■ PAGE EXTRACT
————————

Saturday, March 22, 2014

Wild Things


SWAMP THING

I arrived in Schenectady this afternoon for rehearsal and found that absolutely nothing had been finished for the debut of my Sink For Your Supper concert tour. The motorized iceberg that's supposed to carry me across the stage in graceful pirouettes was belching smoke. A half dozen worried looking IATSE members were bent over it, trying to keep it on course. My divine new Gaultier dress did arrive in time, but the white leather harness on the bodice is a little too large and the straps chafe at my arms. I’m going to have to pad with Kleenex. The concertmaster was able to get the orchestra through all my numbers but the trombone section kept blatting during my tessitura on the Gilligan's Island theme. If it happens during performance, someone will be in the unemployment line tomorrow.

I had two hours until show time so I relaxed in my dressing room with a nice cup of Wild Berry Zinger and my laptop. I have discovered that my laptop has the ability to play DVD films so I decided I would quickly watch one to keep all my fans up to date on the latest in cinema trends. Unfortunately, I had not brought any of my film library with me so I undertook a search of the backstage area and found one entitled Wild Things inside the stage manager's podium. From the title, I took it to be some sort of nature film and I thought that an hour or so with Bambi might be just the ticket to soothe jangled nerves. Unfortunately, the only kind of Bambi featured in this film is the kind to be found gyrating around a pole in one of the seedier gentleman's clubs.

————————

Reproduce the blog entry's passage from "SWAMP THING" to "unemployment line tomorrow.", switching "iceberg" to "glacier". The lines that come after the text are not needed.

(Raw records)
————————

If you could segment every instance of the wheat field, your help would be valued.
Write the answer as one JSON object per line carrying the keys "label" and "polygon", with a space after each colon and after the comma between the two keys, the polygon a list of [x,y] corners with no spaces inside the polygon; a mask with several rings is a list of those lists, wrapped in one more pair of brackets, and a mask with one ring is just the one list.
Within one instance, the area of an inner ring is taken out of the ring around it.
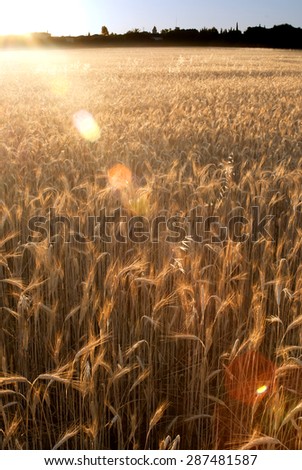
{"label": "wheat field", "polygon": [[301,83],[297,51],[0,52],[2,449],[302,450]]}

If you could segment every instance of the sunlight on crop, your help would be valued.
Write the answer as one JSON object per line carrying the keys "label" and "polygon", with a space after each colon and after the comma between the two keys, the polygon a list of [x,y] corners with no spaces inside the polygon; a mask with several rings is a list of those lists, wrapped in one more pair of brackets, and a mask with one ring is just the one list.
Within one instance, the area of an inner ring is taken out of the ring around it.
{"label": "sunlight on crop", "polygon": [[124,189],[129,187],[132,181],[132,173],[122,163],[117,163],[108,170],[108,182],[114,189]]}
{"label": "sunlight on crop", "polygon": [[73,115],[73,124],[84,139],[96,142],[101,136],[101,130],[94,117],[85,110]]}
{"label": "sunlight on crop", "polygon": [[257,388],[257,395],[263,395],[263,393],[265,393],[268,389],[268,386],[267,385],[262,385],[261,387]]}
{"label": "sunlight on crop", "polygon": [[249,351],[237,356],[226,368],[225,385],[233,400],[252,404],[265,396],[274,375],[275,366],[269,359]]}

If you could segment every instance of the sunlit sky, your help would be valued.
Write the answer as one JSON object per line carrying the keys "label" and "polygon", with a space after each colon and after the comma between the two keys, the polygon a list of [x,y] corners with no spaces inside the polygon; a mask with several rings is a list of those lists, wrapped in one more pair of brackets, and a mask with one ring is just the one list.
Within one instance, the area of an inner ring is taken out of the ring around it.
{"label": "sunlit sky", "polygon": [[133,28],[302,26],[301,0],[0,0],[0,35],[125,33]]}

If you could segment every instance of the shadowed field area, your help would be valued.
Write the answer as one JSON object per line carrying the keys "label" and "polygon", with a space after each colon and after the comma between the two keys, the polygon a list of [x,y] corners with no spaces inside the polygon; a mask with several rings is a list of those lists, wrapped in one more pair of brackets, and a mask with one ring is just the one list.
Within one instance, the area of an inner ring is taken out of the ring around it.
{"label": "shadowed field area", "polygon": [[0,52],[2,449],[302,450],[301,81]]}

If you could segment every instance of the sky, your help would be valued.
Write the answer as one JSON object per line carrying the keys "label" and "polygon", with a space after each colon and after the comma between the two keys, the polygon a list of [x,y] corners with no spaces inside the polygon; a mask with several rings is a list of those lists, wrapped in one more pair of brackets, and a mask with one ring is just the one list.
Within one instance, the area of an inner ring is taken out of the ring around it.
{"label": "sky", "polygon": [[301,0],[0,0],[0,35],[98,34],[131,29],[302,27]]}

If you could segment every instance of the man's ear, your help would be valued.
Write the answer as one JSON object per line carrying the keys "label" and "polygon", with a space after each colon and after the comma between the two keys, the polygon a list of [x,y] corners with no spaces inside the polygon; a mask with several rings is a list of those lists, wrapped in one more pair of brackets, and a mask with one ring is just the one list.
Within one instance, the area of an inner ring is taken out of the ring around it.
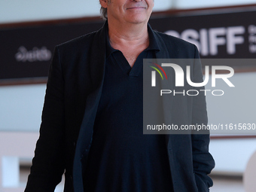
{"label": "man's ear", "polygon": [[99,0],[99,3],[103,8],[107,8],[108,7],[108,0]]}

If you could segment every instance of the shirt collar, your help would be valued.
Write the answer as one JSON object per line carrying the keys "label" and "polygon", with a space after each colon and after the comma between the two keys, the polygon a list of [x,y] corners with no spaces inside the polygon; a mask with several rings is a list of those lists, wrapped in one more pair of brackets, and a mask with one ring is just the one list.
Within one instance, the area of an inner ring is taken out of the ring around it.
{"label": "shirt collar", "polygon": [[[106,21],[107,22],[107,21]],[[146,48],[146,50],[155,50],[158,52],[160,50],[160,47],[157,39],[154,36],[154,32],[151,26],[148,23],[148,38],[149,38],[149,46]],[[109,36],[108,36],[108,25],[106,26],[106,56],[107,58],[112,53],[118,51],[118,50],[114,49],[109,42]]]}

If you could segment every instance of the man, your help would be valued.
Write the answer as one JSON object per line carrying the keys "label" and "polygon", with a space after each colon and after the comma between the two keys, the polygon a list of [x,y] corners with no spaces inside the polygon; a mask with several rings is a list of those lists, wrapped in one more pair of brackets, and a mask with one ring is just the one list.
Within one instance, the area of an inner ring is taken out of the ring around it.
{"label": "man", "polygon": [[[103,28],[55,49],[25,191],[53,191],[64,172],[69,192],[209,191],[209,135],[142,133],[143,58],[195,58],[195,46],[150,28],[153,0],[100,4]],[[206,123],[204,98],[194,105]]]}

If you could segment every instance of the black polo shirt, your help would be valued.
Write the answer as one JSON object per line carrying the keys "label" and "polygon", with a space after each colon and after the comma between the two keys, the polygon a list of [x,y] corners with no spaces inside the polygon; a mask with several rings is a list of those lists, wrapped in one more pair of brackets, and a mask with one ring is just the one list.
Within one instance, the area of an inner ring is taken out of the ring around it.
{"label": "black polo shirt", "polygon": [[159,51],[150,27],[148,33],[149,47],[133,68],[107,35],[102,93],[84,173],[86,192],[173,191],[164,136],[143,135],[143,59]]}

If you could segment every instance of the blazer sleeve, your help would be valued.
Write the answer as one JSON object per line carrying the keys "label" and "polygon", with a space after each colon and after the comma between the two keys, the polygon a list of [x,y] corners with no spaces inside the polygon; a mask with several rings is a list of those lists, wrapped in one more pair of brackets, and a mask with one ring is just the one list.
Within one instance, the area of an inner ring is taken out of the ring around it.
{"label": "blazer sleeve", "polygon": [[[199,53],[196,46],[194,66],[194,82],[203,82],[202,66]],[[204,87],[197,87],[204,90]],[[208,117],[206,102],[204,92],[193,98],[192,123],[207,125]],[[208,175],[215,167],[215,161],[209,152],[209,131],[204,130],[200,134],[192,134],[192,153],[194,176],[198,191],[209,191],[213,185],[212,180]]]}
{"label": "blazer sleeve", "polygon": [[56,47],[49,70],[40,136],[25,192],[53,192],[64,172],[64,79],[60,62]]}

————————

■ OUTPUT FOR THIS TASK
SWAMP THING

I arrived in Schenectady this afternoon for rehearsal and found that absolutely nothing had been finished for the debut of my Sink For Your Supper concert tour. The motorized glacier that's supposed to carry me across the stage in graceful pirouettes was belching smoke. A half dozen worried looking IATSE members were bent over it, trying to keep it on course. My divine new Gaultier dress did arrive in time, but the white leather harness on the bodice is a little too large and the straps chafe at my arms. I’m going to have to pad with Kleenex. The concertmaster was able to get the orchestra through all my numbers but the trombone section kept blatting during my tessitura on the Gilligan's Island theme. If it happens during performance, someone will be in the unemployment line tomorrow.